┌─ EXCERPT PROVIDED

In a b-tree you can store both keys and data in the internal and leaf nodes, but in a b+ tree you have to store the data in the leaf nodes only.
Is there any advantage of doing the above in a b+ tree?
Why not use b-trees instead of b+ trees everywhere, as intuitively they seem much faster?
I mean, why do you need to replicate the key (data) in a b+ tree?
The image below helps show the differences between B+ trees and B trees.
Advantages of B+ trees:
Because B+ trees don't have data associated with interior nodes, more keys can fit on a page of memory. Therefore, it will require fewer cache misses in order to access data that is on a leaf node.
The leaf nodes of B+ trees are linked, so doing a full scan of all objects in a tree requires just one linear pass through all the leaf nodes. A B tree, on the other hand, would require a traversal of every level in the tree. This full-tree traversal will likely involve more cache misses than the linear traversal of B+ leaves.
Advantage of B trees:
Because B trees contain data with each key, frequently accessed nodes can lie closer to the root, and therefore can be accessed more quickly.
The principal advantage of B+ trees over B trees is they allow you to pack in more pointers to other nodes by removing pointers to data, thus increasing the fanout and potentially decreasing the depth of the tree.
The disadvantage is that there are no early outs when you might have found a match in an internal node. But since both data structures have huge fanouts, the vast majority of your matches will be on leaf nodes anyway, making on average the B+ tree more efficient.
B+Trees are much easier and higher performing to do a full scan, as in look at every piece of data that the tree indexes, since the terminal nodes form a linked list. To do a full scan with a B-Tree you need to do a full tree traversal to find all the data.
B-Trees on the other hand can be faster when you do a seek (looking for a specific piece of data by key) especially when the tree resides in RAM or other non-block storage. Since you can elevate commonly used nodes in the tree there are less comparisons required to get to the data.
In a B tree search keys and data are stored in internal or leaf nodes. But in a B+-tree data is stored only in leaf nodes.
Full scan of a B+ tree is very easy because all data are found in leaf nodes. Full scan of a B tree requires a full traversal.
In a B tree, data may be found in leaf nodes or internal nodes. Deletion of internal nodes is very complicated. In a B+ tree, data is only found in leaf nodes. Deletion of leaf nodes is easy.

└─
┌─ INFORMATION GIVEN

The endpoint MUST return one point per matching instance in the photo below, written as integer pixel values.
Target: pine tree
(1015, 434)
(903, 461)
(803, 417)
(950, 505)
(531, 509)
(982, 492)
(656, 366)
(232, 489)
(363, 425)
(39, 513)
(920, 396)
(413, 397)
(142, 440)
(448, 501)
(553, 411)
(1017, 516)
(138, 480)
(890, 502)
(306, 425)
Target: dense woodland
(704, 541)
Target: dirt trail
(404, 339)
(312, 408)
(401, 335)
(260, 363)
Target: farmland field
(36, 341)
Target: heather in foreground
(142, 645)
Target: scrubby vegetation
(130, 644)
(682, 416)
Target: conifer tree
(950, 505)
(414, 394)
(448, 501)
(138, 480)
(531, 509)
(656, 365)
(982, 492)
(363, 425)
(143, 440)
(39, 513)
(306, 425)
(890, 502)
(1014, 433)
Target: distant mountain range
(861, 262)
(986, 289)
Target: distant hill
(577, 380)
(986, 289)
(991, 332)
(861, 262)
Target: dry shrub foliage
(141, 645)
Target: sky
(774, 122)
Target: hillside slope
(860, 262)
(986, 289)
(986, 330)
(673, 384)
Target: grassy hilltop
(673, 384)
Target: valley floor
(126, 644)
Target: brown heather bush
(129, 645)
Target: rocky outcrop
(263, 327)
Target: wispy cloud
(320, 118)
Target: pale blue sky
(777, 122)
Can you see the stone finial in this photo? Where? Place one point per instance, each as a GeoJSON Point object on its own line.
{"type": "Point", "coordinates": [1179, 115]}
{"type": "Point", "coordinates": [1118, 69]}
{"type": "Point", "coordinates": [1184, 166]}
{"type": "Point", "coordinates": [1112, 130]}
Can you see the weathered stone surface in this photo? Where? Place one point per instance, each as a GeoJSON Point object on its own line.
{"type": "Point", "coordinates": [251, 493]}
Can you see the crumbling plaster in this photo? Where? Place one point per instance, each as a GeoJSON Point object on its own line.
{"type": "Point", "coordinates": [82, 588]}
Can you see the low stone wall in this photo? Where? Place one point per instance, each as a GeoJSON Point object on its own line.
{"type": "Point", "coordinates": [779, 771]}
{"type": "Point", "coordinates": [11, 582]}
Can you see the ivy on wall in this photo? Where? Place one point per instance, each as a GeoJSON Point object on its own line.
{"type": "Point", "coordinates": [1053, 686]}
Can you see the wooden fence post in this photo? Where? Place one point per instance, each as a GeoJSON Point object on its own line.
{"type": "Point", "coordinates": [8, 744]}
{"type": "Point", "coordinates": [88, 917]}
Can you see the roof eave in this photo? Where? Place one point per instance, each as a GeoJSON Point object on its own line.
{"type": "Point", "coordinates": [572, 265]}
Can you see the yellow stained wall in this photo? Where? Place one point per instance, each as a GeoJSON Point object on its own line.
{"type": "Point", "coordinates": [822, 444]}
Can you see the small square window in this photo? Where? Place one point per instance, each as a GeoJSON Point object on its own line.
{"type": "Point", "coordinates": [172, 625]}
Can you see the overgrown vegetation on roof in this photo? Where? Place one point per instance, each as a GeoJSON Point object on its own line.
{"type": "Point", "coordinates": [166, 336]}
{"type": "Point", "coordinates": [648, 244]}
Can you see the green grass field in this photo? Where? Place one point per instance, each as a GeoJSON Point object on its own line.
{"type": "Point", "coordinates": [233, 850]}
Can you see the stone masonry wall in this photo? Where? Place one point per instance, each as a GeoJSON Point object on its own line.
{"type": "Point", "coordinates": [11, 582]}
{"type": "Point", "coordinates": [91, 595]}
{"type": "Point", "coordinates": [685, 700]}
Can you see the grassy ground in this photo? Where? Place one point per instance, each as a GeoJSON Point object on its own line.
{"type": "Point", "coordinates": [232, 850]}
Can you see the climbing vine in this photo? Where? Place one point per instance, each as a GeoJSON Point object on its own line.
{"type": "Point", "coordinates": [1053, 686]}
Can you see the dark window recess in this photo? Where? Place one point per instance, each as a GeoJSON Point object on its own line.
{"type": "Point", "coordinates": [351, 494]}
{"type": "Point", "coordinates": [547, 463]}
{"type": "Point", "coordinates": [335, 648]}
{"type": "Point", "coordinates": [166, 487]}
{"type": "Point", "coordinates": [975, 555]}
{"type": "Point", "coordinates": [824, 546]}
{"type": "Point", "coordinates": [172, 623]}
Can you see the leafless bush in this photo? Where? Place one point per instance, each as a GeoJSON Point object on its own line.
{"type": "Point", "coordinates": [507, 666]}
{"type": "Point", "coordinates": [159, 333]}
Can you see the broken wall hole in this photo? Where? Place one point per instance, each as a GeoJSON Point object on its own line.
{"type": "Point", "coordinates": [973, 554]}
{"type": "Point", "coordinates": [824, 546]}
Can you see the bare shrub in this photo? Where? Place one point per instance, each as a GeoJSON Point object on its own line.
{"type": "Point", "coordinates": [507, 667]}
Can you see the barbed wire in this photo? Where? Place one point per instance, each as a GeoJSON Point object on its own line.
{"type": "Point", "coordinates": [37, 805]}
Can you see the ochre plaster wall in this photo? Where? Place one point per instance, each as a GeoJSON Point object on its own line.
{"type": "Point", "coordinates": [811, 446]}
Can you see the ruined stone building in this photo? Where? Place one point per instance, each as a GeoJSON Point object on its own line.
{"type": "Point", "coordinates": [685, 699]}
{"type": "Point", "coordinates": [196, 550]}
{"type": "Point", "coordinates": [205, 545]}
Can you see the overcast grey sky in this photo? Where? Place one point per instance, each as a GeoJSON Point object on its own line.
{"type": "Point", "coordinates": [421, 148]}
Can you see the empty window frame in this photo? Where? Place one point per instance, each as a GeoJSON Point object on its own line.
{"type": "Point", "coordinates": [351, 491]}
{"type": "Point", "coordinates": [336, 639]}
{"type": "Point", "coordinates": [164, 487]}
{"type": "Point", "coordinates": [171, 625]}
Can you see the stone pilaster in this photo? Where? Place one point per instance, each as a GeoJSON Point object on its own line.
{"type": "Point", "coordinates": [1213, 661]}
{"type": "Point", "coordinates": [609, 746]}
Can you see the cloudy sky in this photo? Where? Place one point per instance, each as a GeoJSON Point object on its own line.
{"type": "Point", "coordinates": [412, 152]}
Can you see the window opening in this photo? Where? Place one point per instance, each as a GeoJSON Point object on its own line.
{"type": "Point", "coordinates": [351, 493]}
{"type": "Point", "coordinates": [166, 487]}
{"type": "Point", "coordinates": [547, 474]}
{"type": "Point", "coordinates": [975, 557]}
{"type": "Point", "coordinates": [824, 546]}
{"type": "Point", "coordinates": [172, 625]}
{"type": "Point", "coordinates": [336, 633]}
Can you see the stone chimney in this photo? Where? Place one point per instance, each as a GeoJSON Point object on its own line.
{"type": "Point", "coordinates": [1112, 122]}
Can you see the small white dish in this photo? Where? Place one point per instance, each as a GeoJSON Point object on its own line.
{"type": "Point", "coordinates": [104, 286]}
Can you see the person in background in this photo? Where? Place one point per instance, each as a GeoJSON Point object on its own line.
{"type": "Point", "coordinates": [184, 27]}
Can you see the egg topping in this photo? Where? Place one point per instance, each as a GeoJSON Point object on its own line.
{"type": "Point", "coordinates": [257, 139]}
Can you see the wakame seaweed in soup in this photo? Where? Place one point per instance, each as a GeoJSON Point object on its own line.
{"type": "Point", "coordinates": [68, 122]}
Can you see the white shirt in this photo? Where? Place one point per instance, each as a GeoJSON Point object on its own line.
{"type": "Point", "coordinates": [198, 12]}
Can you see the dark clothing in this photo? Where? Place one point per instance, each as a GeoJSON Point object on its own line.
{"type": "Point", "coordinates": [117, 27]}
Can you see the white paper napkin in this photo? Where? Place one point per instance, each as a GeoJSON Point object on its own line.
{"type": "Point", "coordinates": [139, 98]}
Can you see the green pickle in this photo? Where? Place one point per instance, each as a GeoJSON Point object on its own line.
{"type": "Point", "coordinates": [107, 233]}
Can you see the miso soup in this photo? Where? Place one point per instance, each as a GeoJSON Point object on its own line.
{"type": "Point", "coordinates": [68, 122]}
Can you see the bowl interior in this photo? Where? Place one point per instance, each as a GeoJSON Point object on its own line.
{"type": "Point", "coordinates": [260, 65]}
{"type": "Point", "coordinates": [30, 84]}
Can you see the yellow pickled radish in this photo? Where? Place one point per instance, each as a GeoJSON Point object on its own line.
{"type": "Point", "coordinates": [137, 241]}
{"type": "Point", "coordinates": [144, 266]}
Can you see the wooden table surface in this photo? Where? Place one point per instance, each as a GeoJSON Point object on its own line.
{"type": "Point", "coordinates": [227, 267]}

└─

**CHALLENGES:**
A: In the discussion of B trees and B+ trees, what feature of B+ tree leaf nodes lets a full scan be done in one linear pass?
B: Write a continuation of the discussion of B trees and B+ trees, picking up after its final sentence.

**SET OF ANSWERS:**
A: The leaf nodes are linked.

B:
Insertion in B tree is more complicated than B+ tree.
B+ trees store redundant search keys but B tree has no redundant value.
In a B+ tree, leaf node data is ordered as a sequential linked list but in a B tree the leaf node cannot be stored using a linked list. Many database systems' implementations prefer the structural simplicity of a B+ tree.
Example from Database system concepts 5th
B+-tree
corresponding B-tree
Adegoke A, Amit
I guess one crucial point you people are missing is difference between data and pointers as explained in this section.
Pointer : pointer to other nodes.
Data :- In context of database indexes, data is just another pointer to real data (row) which reside somewhere else.
Hence in case of B tree each node has three information keys, pointers to data associated with the keys and pointer to child nodes.
In B+ tree internal node keep keys and pointers to child node while leaf node keep keys and pointers to associated data. This allows more number of key for a given size of node. Size of node is determined mainly by block size.
Advantage of having more key per node is explained well above so I will save my typing effort.
B+ Trees are especially good in block-based storage (eg: hard disk). with this in mind, you get several advantages, for example (from the top of my head):
high fanout / low depth: that means you have to get less blocks to get to the data. with data intermingled with the pointers, each read gets less pointers, so you need more seeks to get to the data
simple and consistent block storage: an inner node has N pointers, nothing else, a leaf node has data, nothing else. that makes it easy to parse, debug and even reconstruct.
high key density means the top nodes are almost certainly on cache, in many cases all inner nodes get quickly cached, so only the data access has to go to disk.
Define "much faster". Asymptotically they're about the same. The differences lie in how they make use of secondary storage. The Wikipedia articles on B-trees and B+trees look pretty trustworthy.
In B+ Tree, since only pointers are stored in the internal nodes, their size becomes significantly smaller than the internal nodes of B tree (which store both data+key).
Hence, the indexes of the B+ tree can be fetched from the external storage in a single disk read, processed to find the location of the target. If it has been a B tree, a disk read is required for each and every decision making process. Hope I made my point clear! :)
**
The major drawback of B-Tree is the difficulty of Traversing the keys
sequentially. The B+ Tree retains the rapid random access property of
the B-Tree while also allowing rapid sequential access
**
ref: Data Structures Using C// Author: Aaro M Tenenbaum
http://books.google.co.in/books?id=X0Cd1Pr2W0gC&pg=PA456&lpg=PA456&dq=drawback+of+B-Tree+is+the+difficulty+of+Traversing+the+keys+sequentially&source=bl&ots=pGcPQSEJMS&sig=F9MY7zEXYAMVKl_Sg4W-0LTRor8&hl=en&sa=X&ei=nD5AUbeeH4zwrQe12oCYAQ&ved=0CDsQ6AEwAg#v=onepage&q=drawback%20of%20B-Tree%20is%20the%20difficulty%20of%20Traversing%20the%20keys%20sequentially&f=false
The primary distinction between B-tree and B+tree is that B-tree eliminates the redundant storage of search key values.Since search keys are not repeated in the B-tree,we may not be able to store the index using fewer tree nodes than in corresponding B+tree index.However,since search key that appear in non-leaf nodes appear nowhere else in B-tree,we are forced to include an additional pointer field for each search key in a non-leaf node.
Their are space advantages for B-tree, as repetition does not occur and can be used for large indices.
Take one example - you have a table with huge data per row. That means every instance of the object is Big.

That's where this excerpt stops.